ASSIGNMENT => Using the listing that follows, filter out every line lacking the string "water" and return the rest.

[Start of section]

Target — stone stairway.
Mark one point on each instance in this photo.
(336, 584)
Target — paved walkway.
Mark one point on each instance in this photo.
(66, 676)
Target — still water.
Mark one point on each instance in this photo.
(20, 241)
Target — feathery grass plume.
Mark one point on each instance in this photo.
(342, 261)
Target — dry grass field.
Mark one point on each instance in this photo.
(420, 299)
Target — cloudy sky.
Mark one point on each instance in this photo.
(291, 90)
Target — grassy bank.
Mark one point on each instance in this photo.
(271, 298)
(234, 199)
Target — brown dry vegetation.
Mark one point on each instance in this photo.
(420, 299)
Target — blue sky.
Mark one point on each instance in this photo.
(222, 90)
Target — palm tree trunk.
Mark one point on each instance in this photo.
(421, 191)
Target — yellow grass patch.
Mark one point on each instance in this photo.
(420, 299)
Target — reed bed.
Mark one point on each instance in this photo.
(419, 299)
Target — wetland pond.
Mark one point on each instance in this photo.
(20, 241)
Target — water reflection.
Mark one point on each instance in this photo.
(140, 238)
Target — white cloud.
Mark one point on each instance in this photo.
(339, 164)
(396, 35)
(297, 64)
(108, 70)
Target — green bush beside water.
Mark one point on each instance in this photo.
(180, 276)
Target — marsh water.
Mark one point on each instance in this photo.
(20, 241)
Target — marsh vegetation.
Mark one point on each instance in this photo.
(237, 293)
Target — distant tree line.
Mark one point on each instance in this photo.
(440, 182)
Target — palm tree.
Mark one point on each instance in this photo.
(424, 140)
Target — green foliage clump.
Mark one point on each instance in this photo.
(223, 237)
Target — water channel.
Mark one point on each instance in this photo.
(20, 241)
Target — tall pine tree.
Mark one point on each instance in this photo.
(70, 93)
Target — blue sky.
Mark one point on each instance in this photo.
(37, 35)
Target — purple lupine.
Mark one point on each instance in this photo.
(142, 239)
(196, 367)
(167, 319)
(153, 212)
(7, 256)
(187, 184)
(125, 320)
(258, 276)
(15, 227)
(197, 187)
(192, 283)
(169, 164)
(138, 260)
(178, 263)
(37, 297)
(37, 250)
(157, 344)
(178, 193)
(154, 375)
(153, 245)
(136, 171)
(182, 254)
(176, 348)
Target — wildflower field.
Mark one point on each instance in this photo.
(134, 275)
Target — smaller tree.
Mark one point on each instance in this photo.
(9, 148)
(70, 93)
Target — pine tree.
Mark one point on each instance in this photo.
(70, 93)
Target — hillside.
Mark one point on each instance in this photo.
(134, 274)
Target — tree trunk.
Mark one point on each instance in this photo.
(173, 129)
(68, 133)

[End of section]

RESPONSE TO THIS EXERCISE =>
Target — still water.
Target — water reflection.
Target — green bush beside water.
Target — marsh water.
Target — water channel.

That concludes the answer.